■ Exercise 1
Write out, word for word, the part of the text on New York's regional budget split that begins with the words containing "The Rockefeller Institute" and ends with "Sounds unfair, right?".
■ Exercise 2
According to the text on New York's regional budget split, which area gets a larger share of state-funded assistance for transportation and Medicaid?
■ Exercise 3
Carry on the text on New York's regional budget split from its last sentence.

■ Document extract

The Rockefeller Institute of Government came out with a report this week about the regional distribution of revenue and spending in the 2009-2010 New York State budget.  Basically, they said that New York City and its Downstate suburbs contribute more money to the state’s budget than they get back.  Upstate takes a portion of the tax and revenue money contributed by the city and its surrounding suburbs, receiving more from the budget than it contributes.  Sounds unfair, right?

 Let’s remember that everyone pays taxes.  The state collects on everything from income tax and university tuitions to drivers’ license fees.  Each region pays more in specific areas. Per capita income is lowest in the Upstate region, so Downstate contributes a higher percentage to the state’s income tax.  While Upstate does not generate as much economic activity and income as Downstate does (despite having the second-largest population in the state), it does contribute a higher percentage to the state in the forms of motor fuel taxes as well as alcohol and cigarette taxes.  At least this makes it look like we have more fun!!

 There are other reasons for the discrepancy.  New York City receives a larger share of state-funded assistance for both transportation and Medicaid.  Think of the subway it needs to maintain and that starts to make sense.  Upstate, on the other hand, receives more of the state’s operations expenses because a disproportionate amount of prisons and universities are located in the region.

■ Entries shown
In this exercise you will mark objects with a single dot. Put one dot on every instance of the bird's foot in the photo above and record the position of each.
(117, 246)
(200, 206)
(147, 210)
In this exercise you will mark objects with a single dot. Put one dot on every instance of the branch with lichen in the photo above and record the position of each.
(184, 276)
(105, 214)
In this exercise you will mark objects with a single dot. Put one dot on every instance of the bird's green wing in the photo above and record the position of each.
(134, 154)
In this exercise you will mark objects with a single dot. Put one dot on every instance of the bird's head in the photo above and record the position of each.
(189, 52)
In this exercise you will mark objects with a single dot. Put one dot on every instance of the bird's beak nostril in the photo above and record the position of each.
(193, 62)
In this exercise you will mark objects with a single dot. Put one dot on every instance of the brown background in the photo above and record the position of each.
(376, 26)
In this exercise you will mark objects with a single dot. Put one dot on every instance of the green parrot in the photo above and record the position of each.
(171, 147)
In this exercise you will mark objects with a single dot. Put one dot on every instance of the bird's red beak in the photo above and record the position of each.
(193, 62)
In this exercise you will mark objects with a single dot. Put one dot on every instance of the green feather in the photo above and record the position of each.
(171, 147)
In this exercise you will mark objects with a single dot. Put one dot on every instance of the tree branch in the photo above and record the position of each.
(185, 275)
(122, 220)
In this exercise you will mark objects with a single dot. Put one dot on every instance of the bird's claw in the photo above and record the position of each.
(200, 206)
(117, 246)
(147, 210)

■ Answer space 1
The Rockefeller Institute of Government came out with a report this week about the regional distribution of revenue and spending in the 2009-2010 New York State budget.  Basically, they said that New York City and its Downstate suburbs contribute more money to the state’s budget than they get back.  Upstate takes a portion of the tax and revenue money contributed by the city and its surrounding suburbs, receiving more from the budget than it contributes.  Sounds unfair, right?

■ Answer space 2
New York City

■ Answer space 3
 The reality is that we in Upstate live in a regulatory environment that is largely driven by Downstate.  What they can afford, we can’t.  It is that simple.  What we need to fix are the crazy laws and mandates that continue to hinder this process.  We can start by looking at Unshackle Upstate’s joint Let NY Work agenda and reducing the costs of construction on public and private projects.  We can readjust the pension system and employee health insurance contributions to make doing business in Upstate, and all over the state, more affordable. 

 The numbers from the Rockefeller report are not judgments, they’re facts.  There are differences in budget distribution because there are differences within the regions.  These numbers can be read as unfair or one-sided, or as a relatively balanced policy.  They can also be read as a road map.  If Downstate wants to see a larger contribution from its Upstate neighbors, then they need to support our recommended changes so our economy can thrive and we’ll have more to give. 

 Our 2012 policy agenda will be out soon.  It will outline very clearly what needs to be fixed either legislatively or through the regulatory process.  The plan should be embraced by all New York residents regardless of where they live.  The agenda is about unlocking our potential, so that we can get our economy moving…not our people.